(Beginning of Extracted records)
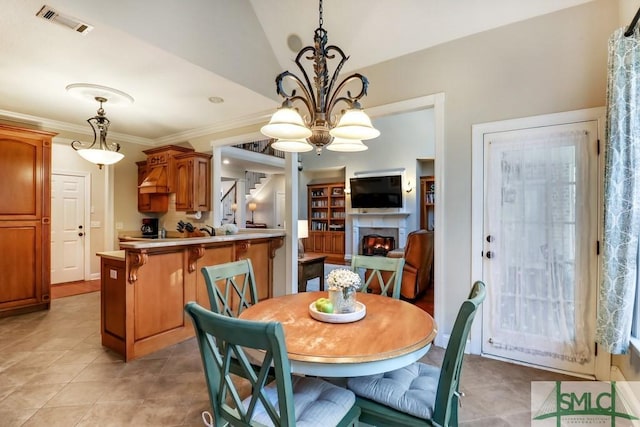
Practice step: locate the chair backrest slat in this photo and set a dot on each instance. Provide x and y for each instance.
(231, 287)
(218, 337)
(447, 400)
(382, 272)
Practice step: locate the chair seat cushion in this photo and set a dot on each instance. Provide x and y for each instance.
(316, 403)
(411, 390)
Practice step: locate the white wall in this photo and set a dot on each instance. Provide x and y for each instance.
(552, 63)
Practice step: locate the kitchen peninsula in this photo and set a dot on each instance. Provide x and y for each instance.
(145, 285)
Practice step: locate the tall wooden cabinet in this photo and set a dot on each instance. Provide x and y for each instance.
(427, 202)
(327, 215)
(174, 169)
(25, 220)
(192, 185)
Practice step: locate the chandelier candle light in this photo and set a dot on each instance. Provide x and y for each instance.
(318, 129)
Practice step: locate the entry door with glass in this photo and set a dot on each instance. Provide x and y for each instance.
(540, 245)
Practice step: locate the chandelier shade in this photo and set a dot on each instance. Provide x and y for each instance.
(355, 124)
(318, 124)
(346, 145)
(100, 151)
(286, 123)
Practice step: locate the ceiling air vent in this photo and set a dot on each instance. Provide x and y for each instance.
(50, 14)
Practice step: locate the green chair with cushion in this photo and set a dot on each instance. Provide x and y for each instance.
(379, 274)
(287, 401)
(231, 287)
(420, 394)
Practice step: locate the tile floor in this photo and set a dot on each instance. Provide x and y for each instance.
(54, 372)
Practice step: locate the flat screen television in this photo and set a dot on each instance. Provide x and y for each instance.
(376, 192)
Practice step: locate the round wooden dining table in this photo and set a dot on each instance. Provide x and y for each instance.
(392, 334)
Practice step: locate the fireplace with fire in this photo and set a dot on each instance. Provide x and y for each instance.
(375, 244)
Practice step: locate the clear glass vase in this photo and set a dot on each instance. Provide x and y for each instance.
(343, 299)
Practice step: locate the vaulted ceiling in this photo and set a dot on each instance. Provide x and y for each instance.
(172, 56)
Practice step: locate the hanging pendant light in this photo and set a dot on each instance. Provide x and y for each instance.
(104, 153)
(318, 127)
(100, 151)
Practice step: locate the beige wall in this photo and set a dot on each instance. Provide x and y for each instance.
(549, 64)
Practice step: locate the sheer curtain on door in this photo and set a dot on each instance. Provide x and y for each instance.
(535, 223)
(621, 194)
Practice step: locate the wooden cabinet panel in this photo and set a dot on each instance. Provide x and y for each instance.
(193, 182)
(25, 216)
(159, 303)
(113, 289)
(21, 248)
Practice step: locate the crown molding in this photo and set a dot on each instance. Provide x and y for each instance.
(56, 125)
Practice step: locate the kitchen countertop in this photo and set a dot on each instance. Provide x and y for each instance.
(145, 243)
(115, 255)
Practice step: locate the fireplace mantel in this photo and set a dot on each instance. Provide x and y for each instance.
(386, 214)
(397, 220)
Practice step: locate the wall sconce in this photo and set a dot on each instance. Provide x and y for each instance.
(303, 232)
(252, 207)
(409, 188)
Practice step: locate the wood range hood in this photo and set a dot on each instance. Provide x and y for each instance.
(155, 182)
(160, 169)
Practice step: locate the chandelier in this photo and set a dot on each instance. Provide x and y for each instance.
(104, 153)
(100, 151)
(320, 128)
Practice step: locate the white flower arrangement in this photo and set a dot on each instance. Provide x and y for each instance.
(342, 278)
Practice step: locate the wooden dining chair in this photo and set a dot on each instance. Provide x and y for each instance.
(231, 287)
(287, 401)
(379, 274)
(420, 394)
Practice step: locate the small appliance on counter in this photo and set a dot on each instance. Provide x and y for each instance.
(149, 228)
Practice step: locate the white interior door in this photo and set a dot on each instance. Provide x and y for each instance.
(67, 228)
(540, 245)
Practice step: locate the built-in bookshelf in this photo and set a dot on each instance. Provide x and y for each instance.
(327, 216)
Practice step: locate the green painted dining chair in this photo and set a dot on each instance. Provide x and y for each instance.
(420, 394)
(379, 274)
(287, 401)
(231, 287)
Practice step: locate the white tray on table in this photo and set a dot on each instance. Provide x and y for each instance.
(361, 311)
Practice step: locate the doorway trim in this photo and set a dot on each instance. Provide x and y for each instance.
(87, 216)
(437, 103)
(602, 367)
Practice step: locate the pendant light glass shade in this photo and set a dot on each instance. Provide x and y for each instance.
(355, 124)
(286, 123)
(292, 145)
(100, 156)
(346, 145)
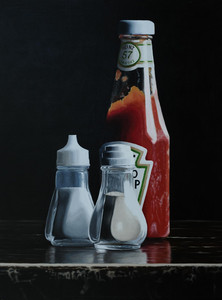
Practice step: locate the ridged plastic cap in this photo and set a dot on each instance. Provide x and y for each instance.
(136, 27)
(116, 154)
(72, 154)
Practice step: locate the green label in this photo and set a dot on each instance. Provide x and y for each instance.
(129, 54)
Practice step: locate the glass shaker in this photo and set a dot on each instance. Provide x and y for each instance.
(117, 222)
(71, 206)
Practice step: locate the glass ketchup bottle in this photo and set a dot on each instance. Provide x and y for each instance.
(135, 117)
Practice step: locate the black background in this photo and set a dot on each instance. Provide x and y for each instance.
(57, 64)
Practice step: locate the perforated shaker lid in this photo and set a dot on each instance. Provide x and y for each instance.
(116, 154)
(136, 27)
(72, 154)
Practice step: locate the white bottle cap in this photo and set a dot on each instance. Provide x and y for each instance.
(72, 154)
(136, 27)
(116, 154)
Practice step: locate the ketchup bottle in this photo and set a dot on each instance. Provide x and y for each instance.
(135, 118)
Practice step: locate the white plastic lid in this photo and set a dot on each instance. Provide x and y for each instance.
(116, 154)
(72, 154)
(136, 27)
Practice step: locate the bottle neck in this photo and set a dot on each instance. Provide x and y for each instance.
(135, 52)
(68, 177)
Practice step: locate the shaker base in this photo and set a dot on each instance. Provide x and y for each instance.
(116, 247)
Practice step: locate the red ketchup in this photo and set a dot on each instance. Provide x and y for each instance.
(135, 117)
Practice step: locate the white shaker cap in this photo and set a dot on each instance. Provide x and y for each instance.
(136, 27)
(116, 154)
(72, 154)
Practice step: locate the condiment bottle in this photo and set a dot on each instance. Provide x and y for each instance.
(71, 205)
(135, 117)
(117, 221)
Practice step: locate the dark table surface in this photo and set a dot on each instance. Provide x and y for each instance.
(186, 265)
(190, 242)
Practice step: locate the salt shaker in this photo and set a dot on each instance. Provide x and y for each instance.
(117, 222)
(71, 205)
(End of Extracted records)
Your task:
Your task is to repeat the entries above exactly, omitting the pictures.

Exercise output:
Practice step: locate the chair backrest slat in this photo and set a dot on each instance. Provide x and y for each instance.
(231, 287)
(218, 337)
(447, 400)
(382, 272)
Practice step: locate the chair seat cushion in this photo and set a dot on each instance. Provide x and y for each instance.
(316, 403)
(411, 390)
Practice step: locate the white wall in this photo and set a dot on each instance. Provide x and y for each instance.
(552, 63)
Practice step: locate the kitchen peninsula in this photo and set a dot on each instance. Provide x and y for each instance.
(145, 285)
Practice step: locate the tall wooden cabinet in this photo and set a dot on each instance. Provide x and y for each instance.
(427, 202)
(327, 215)
(174, 169)
(25, 220)
(192, 185)
Practice step: locate the chandelier candle light in this photo and set a dot on each instance. Provide x and y for each instance.
(318, 129)
Practice step: locate the entry door with glass in this photo and set a dot on each instance. Provide x and y for each instance.
(540, 245)
Practice step: locate the chandelier shade in this photo and set a dot on each instance. Provide x and y for each instance.
(355, 124)
(318, 124)
(346, 145)
(100, 151)
(286, 123)
Practice step: locate the ceiling air vent in this photo and set a dot on each instance. Provide x and y for each instance.
(50, 14)
Practice step: locate the green chair with cushion in this photo and set a dot on each instance. Provide x and y for each instance.
(379, 274)
(287, 401)
(231, 287)
(420, 394)
Practice step: locate the tile floor in this photo and set a dot on each instance. Provide x and y for each instance.
(54, 372)
Practice step: locate the flat screen television in this photo and set a dot on each instance. Provide x and y for each instance.
(376, 192)
Practice step: locate the round wooden dining table in this photo and set a dot on each instance. Provide x and y for each instance.
(392, 334)
Practice step: locate the fireplace with fire in this photo and set a dot on each instance. Provide x and y for each instance.
(375, 244)
Practice step: locate the clear glass vase in this photo and set a dot on each instance. Provide x and y for each instance.
(343, 299)
Practice step: locate the vaulted ceiling in this photo and set a dot on each instance. Provide x and y for each instance.
(172, 56)
Practice step: locate the hanging pendant light in this photo and set a dot on each instance. Provide x and y for each instance.
(104, 153)
(318, 127)
(100, 151)
Practice step: locate the beige wall in this photo and set a dot on each instance. Provide x and y for each instance.
(549, 64)
Practice step: locate the sheer curtain on door in this photo and set a dot on each instance. Provide x and y for each instance.
(535, 223)
(621, 194)
Practice step: locate the wooden cabinet panel in this photo and set a dot on each instance. Provide x and y for each instance.
(193, 182)
(25, 216)
(159, 303)
(113, 289)
(21, 248)
Practice step: locate the crown molding in this photo and set a dot on each instance. Provide x and y for each instance.
(56, 125)
Practice step: locate the kitchen countertop in this photo and set a dot on each instance. Provide x and y for each instance.
(145, 243)
(115, 255)
Practice step: locate the fireplace mantel in this photo and set a dot on each instance. Provide x and y for each instance.
(386, 214)
(397, 220)
Practice step: locate the wall sconce in this photo and set a dot on each instance. Provide x and y for each instance.
(303, 232)
(252, 207)
(409, 188)
Practice step: locate the wood range hood in this photo and set a dot on each instance. Provide x and y for each instance.
(155, 182)
(160, 169)
Practice step: locate the chandelier in this photo and set a dot on each instance. Provide x and y for each instance.
(104, 153)
(100, 151)
(320, 128)
Practice step: locate the white flower arrangement in this photo and set a dot on each instance. Provide x and y for each instance.
(342, 278)
Practice step: locate the wooden dining chair in this photo and set a dot on each instance. Provide x and y for each instance.
(231, 287)
(287, 401)
(379, 274)
(420, 394)
Practice step: locate the small appliance on counter in this photo and set a dot on each instance. Provide x and y for each instance.
(149, 228)
Practice step: locate the white interior door in this photo and set a dot on each instance. Provide x and y for each instance.
(67, 228)
(540, 245)
Practice step: locate the built-in bookshelf in this photo and set a dot on each instance. Provide x and y for each instance.
(327, 216)
Practice step: locate the green painted dining chair in this photo and set a dot on each instance. Provide x and y for each instance.
(420, 394)
(379, 274)
(287, 401)
(231, 287)
Practice step: locate the white tray on table in this photo and set a dot on each instance. Provide x and y for each instance.
(361, 311)
Practice step: locate the doorway trim in this photo and set a dot on each instance. Provide x and y for each instance.
(87, 216)
(437, 103)
(602, 367)
Practice step: locate the pendant light glass shade in this photo and set a dot on each instance. Provide x and y for each instance.
(355, 124)
(286, 123)
(292, 145)
(100, 156)
(346, 145)
Practice step: locate the ridged plastic cap in this photo and set a dot on each instance. Provide x and y for each instance.
(136, 27)
(116, 154)
(72, 154)
Practice step: locate the green label in this photo and set a dot on each instance. Provide x and y for each instance.
(129, 54)
Practice step: locate the glass shaker in this photo and set a dot on each instance. Provide x and y for each instance.
(117, 222)
(71, 206)
Practice step: locate the glass ketchup bottle in this photo and set a dot on each instance. Provide x and y for each instance.
(135, 117)
Practice step: locate the black background in this photo and set a dot on each instance. Provide x and y for each instance.
(57, 64)
Practice step: locate the perforated shaker lid in this photo and set a dot on each instance. Provide x and y for each instance.
(116, 154)
(136, 27)
(72, 154)
Practice step: locate the white bottle cap in this photo and set a dot on each instance. Provide x and y for each instance.
(72, 154)
(136, 27)
(116, 154)
Practice step: locate the ketchup bottle in this photo and set a dot on each instance. Provide x and y for each instance.
(135, 118)
Practice step: locate the white plastic lid in this photo and set a dot on each instance. Provide x and y for each instance.
(116, 154)
(72, 154)
(136, 27)
Practice step: locate the bottle neck in this photo and set a dot on each instance. Provide x and y for each instance.
(135, 52)
(68, 177)
Practice step: locate the shaker base in this photo and set a dot on each instance. Provide x and y for each instance.
(116, 247)
Practice step: locate the red ketchup in this photo and set a dot on each instance. Provide x and y for each instance.
(135, 117)
Practice step: locate the white shaker cap in this photo and set a dot on each instance. Provide x and y for each instance.
(136, 27)
(116, 154)
(72, 154)
Practice step: locate the condiment bottle in this photo and set a dot on each instance. Provide x and y for each instance.
(71, 205)
(135, 117)
(117, 221)
Practice step: locate the dark table surface in this photo and set a dot on each instance. Provide x and y for each instance.
(186, 265)
(190, 242)
Practice step: locate the salt shaker in this photo and set a dot on each instance. Provide x and y for each instance.
(117, 222)
(71, 205)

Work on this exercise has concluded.